EXERCISE BRIEF = Pull out every line in the entries below that contains the word "steam", matching case exactly.

══════════════════════════════

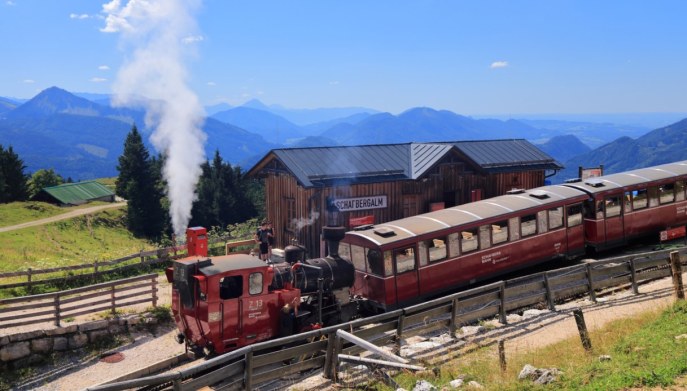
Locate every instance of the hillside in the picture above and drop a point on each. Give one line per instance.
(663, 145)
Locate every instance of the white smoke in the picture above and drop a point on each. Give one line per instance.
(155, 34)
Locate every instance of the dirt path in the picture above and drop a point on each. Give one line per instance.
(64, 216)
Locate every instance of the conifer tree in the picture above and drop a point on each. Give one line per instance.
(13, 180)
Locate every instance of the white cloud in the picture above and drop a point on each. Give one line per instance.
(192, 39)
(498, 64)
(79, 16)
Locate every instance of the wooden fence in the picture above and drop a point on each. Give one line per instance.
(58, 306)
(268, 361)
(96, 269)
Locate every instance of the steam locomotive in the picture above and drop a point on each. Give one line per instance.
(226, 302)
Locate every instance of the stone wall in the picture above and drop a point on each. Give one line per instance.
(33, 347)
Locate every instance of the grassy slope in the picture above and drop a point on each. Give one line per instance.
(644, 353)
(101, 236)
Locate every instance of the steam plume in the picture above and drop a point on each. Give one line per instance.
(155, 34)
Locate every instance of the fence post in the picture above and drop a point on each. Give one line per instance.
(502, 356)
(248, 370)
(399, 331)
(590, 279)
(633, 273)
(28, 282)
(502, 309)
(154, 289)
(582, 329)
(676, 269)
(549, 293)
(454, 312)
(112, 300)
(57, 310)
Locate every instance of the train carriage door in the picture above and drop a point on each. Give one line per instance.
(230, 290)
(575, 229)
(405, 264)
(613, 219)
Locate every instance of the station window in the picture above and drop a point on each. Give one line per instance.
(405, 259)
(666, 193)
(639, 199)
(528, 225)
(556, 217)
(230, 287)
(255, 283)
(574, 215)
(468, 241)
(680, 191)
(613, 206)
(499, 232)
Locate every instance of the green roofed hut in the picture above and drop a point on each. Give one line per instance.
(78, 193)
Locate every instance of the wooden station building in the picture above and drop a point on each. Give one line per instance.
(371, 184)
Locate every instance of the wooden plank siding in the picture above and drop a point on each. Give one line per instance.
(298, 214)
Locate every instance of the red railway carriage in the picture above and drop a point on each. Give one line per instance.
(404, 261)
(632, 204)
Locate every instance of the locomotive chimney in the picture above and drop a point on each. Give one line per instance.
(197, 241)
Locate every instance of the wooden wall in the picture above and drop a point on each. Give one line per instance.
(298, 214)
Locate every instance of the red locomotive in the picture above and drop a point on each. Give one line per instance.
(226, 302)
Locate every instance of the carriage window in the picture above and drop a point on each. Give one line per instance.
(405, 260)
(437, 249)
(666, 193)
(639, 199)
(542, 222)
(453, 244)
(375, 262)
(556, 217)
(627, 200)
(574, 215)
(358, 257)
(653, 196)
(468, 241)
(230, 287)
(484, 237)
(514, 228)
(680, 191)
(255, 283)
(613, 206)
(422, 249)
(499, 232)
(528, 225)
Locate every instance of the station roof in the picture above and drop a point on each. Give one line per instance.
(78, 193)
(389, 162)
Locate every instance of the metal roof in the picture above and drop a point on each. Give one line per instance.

══════════════════════════════

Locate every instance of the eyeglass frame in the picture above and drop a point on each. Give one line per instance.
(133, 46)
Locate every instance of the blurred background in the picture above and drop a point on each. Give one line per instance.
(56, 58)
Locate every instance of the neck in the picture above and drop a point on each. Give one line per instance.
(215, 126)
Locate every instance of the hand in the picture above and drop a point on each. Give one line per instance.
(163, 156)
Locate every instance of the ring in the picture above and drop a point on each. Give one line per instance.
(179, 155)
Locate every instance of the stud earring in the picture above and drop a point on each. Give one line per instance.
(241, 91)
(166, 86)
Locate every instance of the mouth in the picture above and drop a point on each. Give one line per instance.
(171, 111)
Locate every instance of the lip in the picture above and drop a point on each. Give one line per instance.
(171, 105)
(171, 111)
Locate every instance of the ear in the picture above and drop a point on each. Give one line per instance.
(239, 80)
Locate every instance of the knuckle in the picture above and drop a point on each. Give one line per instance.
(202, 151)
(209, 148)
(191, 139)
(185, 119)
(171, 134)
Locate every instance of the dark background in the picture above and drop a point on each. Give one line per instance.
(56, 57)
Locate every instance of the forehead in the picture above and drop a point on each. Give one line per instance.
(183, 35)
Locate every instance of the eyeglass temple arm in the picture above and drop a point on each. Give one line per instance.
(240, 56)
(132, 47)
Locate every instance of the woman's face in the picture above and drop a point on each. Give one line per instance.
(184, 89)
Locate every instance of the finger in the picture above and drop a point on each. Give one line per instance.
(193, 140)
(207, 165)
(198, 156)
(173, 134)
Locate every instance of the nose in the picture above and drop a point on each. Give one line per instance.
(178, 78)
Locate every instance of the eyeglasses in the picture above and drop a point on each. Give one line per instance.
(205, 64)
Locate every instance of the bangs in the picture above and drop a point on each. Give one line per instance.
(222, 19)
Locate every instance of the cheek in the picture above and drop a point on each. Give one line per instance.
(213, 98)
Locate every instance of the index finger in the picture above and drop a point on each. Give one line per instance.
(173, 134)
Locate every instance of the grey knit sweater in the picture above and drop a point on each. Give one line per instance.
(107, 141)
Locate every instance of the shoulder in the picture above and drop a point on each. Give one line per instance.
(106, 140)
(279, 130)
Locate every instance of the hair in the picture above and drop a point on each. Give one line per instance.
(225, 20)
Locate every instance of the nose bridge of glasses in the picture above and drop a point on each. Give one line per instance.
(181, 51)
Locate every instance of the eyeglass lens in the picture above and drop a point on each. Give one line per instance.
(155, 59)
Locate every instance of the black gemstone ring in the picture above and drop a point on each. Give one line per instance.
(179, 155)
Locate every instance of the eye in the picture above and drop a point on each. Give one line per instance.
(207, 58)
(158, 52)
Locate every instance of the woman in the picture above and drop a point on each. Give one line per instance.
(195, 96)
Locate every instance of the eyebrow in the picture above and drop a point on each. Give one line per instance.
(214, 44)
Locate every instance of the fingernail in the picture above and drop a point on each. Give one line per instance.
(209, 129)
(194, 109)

══════════════════════════════

OUTPUT FOR THIS TASK =
Locate every instance of the steam locomotive in the picture above and drop a point on each. Give one line per instance.
Locate every instance of the steam plume in the picture above and drop a point on each. Give one line per instance.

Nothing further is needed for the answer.